Goal of the exercise
Return, word for word, only the lines from the one containing "Expected: for the bamboo" through the last line of the entries.

>> begin Input

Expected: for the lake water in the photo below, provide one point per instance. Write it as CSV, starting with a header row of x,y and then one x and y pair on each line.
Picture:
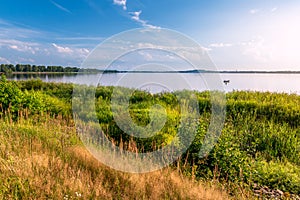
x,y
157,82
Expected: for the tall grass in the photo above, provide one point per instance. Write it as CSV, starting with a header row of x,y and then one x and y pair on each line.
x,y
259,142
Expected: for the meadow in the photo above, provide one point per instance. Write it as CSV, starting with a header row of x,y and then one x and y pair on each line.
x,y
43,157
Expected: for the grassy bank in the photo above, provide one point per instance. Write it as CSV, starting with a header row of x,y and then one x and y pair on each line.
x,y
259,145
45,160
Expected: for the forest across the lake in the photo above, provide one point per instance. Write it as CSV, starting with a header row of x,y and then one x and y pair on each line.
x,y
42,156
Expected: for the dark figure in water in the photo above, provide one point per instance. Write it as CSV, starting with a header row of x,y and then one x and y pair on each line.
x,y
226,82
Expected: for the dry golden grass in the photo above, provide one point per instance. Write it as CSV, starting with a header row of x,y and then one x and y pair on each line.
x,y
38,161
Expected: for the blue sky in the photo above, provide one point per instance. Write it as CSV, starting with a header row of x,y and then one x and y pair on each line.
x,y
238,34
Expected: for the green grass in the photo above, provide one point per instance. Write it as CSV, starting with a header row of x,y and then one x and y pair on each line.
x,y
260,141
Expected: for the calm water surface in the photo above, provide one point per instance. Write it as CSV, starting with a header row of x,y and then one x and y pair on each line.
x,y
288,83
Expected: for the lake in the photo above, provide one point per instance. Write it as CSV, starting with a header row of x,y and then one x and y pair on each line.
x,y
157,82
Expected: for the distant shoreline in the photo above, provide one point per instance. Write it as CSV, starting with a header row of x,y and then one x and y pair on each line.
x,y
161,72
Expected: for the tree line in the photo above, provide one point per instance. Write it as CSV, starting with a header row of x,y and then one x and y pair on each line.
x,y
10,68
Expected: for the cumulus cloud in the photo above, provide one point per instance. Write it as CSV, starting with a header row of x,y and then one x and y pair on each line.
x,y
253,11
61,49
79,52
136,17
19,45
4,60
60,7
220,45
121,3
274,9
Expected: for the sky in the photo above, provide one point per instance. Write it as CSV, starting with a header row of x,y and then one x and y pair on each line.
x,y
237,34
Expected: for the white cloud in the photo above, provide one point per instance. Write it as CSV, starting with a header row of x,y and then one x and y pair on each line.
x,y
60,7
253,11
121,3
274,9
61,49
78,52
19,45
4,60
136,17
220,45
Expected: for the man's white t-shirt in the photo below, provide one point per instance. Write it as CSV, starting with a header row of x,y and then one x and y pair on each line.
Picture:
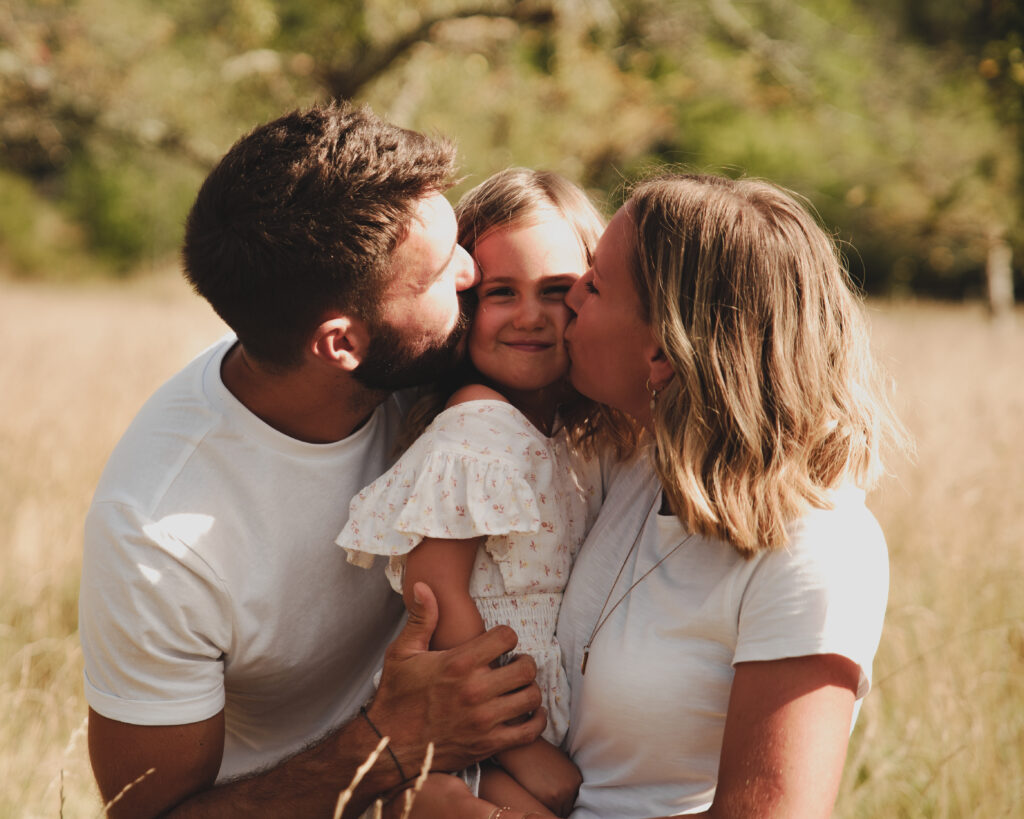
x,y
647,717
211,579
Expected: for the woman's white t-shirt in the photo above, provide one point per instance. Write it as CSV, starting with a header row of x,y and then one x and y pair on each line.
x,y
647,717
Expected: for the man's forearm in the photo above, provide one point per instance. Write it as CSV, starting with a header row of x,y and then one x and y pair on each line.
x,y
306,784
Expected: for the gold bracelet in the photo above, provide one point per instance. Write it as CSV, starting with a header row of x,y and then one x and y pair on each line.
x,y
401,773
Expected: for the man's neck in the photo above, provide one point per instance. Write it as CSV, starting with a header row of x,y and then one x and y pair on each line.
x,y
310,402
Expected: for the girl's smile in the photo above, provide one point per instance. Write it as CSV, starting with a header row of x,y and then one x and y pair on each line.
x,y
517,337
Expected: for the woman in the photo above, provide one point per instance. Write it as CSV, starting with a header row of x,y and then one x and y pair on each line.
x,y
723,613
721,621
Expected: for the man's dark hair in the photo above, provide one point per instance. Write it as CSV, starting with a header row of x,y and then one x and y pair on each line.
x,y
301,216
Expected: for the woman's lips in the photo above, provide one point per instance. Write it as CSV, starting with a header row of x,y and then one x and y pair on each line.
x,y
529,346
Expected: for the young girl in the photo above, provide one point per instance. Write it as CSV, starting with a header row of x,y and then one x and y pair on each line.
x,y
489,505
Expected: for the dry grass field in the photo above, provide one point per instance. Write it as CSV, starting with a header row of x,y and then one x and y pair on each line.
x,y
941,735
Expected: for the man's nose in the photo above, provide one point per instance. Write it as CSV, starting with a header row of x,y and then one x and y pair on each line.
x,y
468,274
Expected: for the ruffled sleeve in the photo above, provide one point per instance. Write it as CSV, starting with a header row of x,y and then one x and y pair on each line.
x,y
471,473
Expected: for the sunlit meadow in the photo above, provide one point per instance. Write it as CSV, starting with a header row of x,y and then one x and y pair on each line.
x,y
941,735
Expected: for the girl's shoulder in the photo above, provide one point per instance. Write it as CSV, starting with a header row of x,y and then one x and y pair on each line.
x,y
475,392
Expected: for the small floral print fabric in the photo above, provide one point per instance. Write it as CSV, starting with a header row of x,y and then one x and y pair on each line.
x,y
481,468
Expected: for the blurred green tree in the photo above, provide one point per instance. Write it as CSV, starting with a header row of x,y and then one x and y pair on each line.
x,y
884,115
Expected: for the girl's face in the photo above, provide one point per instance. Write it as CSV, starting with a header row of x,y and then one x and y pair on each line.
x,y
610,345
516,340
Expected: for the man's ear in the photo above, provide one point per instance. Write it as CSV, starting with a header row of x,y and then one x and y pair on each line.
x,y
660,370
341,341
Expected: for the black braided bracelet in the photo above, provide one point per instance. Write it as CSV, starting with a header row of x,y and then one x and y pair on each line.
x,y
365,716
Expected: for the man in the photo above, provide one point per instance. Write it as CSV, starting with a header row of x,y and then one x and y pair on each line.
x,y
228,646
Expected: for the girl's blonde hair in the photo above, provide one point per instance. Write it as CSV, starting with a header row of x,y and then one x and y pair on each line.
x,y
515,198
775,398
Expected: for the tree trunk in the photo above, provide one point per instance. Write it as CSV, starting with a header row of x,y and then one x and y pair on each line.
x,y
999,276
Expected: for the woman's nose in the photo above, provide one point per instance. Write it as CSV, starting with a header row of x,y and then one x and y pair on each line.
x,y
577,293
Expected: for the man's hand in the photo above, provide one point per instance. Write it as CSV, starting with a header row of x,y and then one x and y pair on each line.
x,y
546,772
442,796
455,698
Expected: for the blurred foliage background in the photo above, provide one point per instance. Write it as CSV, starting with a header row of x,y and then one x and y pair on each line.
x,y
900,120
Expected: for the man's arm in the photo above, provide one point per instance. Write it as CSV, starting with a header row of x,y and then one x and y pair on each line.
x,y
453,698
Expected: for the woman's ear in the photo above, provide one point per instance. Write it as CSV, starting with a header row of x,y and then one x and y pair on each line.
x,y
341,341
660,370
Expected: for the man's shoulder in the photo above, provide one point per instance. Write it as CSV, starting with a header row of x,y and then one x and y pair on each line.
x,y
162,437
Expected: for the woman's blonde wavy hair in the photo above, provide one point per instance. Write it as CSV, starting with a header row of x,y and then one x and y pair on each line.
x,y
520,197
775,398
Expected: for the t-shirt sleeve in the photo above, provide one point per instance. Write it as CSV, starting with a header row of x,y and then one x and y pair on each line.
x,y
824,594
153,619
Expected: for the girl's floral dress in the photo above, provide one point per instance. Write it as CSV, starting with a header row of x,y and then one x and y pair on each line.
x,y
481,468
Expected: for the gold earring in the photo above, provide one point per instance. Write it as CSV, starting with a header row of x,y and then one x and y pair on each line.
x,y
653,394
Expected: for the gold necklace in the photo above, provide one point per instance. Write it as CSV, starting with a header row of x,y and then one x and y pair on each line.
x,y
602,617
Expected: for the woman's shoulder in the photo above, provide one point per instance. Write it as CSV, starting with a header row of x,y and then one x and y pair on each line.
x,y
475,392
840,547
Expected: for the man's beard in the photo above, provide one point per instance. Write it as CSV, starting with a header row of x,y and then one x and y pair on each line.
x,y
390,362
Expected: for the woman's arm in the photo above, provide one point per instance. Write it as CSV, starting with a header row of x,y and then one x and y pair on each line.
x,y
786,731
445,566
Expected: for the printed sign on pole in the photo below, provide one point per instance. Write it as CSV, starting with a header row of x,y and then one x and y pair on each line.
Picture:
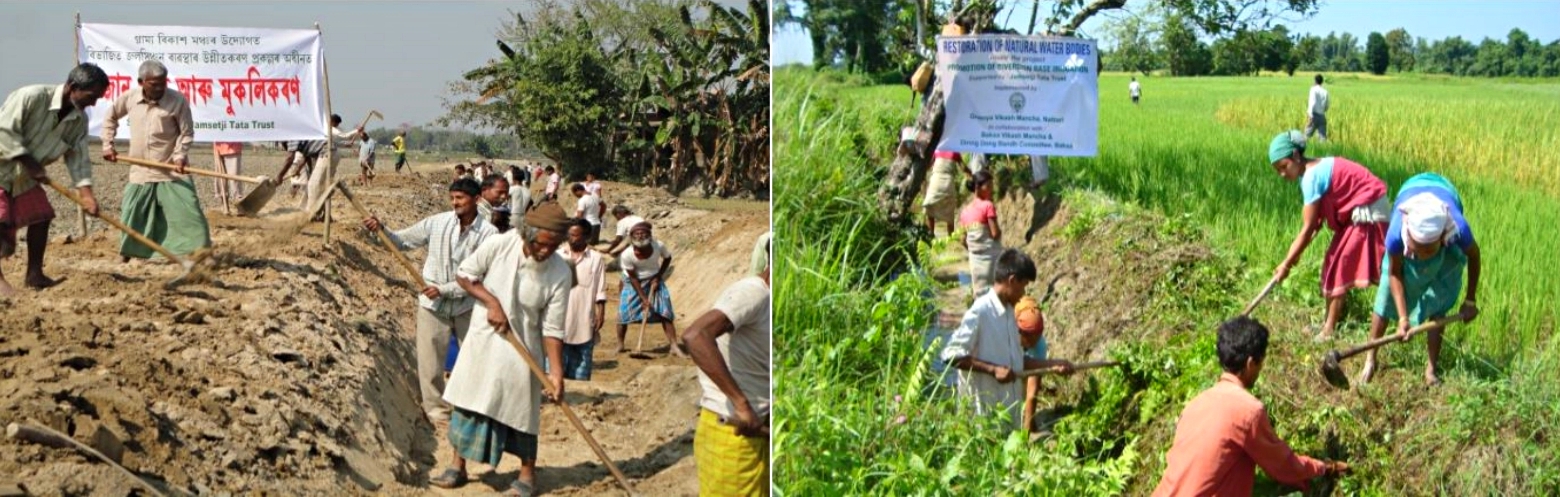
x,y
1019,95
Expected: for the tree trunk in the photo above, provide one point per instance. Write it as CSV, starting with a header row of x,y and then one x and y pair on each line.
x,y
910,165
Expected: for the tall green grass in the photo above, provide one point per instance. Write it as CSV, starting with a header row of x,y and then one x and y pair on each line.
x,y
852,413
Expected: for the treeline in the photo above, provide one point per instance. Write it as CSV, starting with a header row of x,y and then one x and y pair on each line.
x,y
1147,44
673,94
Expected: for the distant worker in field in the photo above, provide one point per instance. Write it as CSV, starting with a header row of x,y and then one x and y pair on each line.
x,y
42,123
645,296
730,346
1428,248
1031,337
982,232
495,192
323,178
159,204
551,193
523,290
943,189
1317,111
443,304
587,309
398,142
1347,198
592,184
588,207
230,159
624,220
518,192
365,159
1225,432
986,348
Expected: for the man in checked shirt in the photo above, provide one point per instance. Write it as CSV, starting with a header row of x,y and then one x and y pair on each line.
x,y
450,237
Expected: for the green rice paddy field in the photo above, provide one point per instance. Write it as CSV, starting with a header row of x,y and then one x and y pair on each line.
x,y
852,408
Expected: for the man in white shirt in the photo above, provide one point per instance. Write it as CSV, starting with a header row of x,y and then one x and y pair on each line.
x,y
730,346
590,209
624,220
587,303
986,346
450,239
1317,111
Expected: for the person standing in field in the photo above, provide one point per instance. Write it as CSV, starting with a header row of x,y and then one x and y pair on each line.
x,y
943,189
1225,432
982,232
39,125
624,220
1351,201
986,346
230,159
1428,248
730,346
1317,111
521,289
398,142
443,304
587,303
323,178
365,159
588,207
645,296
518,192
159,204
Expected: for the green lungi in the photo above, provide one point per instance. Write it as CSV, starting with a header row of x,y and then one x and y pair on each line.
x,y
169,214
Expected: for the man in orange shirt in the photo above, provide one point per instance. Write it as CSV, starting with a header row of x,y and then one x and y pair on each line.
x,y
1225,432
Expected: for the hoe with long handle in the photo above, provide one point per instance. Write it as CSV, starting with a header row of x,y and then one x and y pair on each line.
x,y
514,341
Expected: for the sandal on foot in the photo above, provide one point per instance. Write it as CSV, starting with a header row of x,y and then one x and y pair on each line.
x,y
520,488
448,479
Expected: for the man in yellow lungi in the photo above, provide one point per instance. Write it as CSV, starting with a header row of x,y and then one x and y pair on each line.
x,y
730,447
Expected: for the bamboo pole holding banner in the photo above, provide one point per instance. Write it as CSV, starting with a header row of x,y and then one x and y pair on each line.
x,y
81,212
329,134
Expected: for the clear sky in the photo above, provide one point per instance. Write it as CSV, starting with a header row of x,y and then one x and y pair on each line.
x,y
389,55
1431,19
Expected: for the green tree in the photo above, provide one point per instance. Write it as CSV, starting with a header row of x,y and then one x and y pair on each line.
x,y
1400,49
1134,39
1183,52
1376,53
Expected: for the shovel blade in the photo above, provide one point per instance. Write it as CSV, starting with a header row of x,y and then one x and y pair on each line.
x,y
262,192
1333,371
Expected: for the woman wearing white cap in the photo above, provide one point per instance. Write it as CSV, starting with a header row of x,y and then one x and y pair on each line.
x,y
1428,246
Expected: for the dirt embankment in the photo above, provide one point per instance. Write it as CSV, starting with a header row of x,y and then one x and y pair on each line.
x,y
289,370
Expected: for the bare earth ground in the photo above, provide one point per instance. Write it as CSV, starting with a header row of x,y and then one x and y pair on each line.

>> end Input

Exercise output
Expected: for the bamboo pole holding banner in the photo above, provide one point per instance. Write it as CSV, starting with a header row of x,y and then one x and y pair on each line.
x,y
81,212
329,134
Expected: for the clear sky in the photo above, provide one point per instance. Write it as CSV, starting with a header row of x,y and then one x and y pair on each line.
x,y
389,55
1431,19
Expected: for the green tree in the photo above, provide one point per instance. Write it as CSV, starting with a header row of x,y and then one x and y pair on each line.
x,y
1400,49
1134,39
1183,52
1376,53
Expected: for the shovel blade in the photo above, provide one point per instance. Write it as CSV, starting with a header row of x,y and then one x and y pair on each line.
x,y
262,192
1333,371
Expected: for the woman wearing white cap in the photo above, provide one point per instance. Write it as CSV, starting with a header row of x,y and then one x and y pair on each line.
x,y
1428,246
Expected: for the dirt embankment in the photo above, provide one point per instance. Write it as CSV, starting with a header row of x,y and then one x and y pair on each line.
x,y
289,370
Expected: for the bare earth ground in the photo above, provide one point per instance. Write it as CSV, starting with a header row of x,y and then one x and y pair on each line.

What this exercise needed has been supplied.